TASK ITEM A.
Retype the section of the passage on intellectual property misuse that begins with the words containing "VIII. Conclusion" and ends with "of intellectual property.".
TASK ITEM B.
In the passage on intellectual property misuse, what does enforcement of the misuse doctrine prevent?

PASSAGE TO READ.

============================================================

As a final consideration, in an era of increasing international harmonization of intellectual property law, it is important to note that the European Union has rejected the use of contract law to abrogate various legitimate rights of software users.213 Software copyright owners cannot contractually restrict the right to make back-up copies,214 the right to attempt to determine the ideas underlying the program,215 or the right to reverse engineer software in order to create competing or compatible software.216 It is instructive that the Europeans, who normally grant greater rights to authors than does the United States, do not allow contractual restrictions on reverse engineering when it is necessary for interoperability.

VIII. Conclusion

The United States' federal patent and copyright laws are based on a common utilitarian public policy of benefiting society through the encouragement of the creation, discovery and dissemination of novel ideas and creative expression. The grant of property rights in a limited monopoly to creators achieves these goals, and the underlying public policy necessitates the careful balancing of the rights granted to the creator with those retained by the general public. Enforcement of the intellectual property misuse doctrine prevents reordering of these rights, whether through state law or by individual owners of intellectual property.

While the misuse doctrine can be used in a general manner as described above, it can also be used to redefine the rights granted to creators when a class of protected works provides excessive power to the owners of such works. The misuse doctrine is the appropriate vehicle to be used in such a situation because it focuses on upholding the public policies underlying the intellectual property laws. However, a judicial redefinition of rights is justified only if it can avoid creating undue uncertainty on the part of intellectual property right owners as to the rights that they possess.

============================================================

RAW DATA.
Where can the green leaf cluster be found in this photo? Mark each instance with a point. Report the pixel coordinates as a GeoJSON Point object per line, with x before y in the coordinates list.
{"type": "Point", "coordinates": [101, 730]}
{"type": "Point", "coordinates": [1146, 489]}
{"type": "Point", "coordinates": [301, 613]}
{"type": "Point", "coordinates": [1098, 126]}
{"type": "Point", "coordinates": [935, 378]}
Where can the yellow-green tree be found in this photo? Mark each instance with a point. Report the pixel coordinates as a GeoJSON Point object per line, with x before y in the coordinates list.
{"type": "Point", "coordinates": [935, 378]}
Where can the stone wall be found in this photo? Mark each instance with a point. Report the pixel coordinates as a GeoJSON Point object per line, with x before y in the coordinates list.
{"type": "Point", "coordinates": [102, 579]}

============================================================

EXERCISE OUTPUT A.
VIII. Conclusion

The United States' federal patent and copyright laws are based on a common utilitarian public policy of benefiting society through the encouragement of the creation, discovery and dissemination of novel ideas and creative expression. The grant of property rights in a limited monopoly to creators achieves these goals, and the underlying public policy necessitates the careful balancing of the rights granted to the creator with those retained by the general public. Enforcement of the intellectual property misuse doctrine prevents reordering of these rights, whether through state law or by individual owners of intellectual property.

EXERCISE OUTPUT B.
It prevents the reordering of these rights, whether through state law or by individual owners of intellectual property.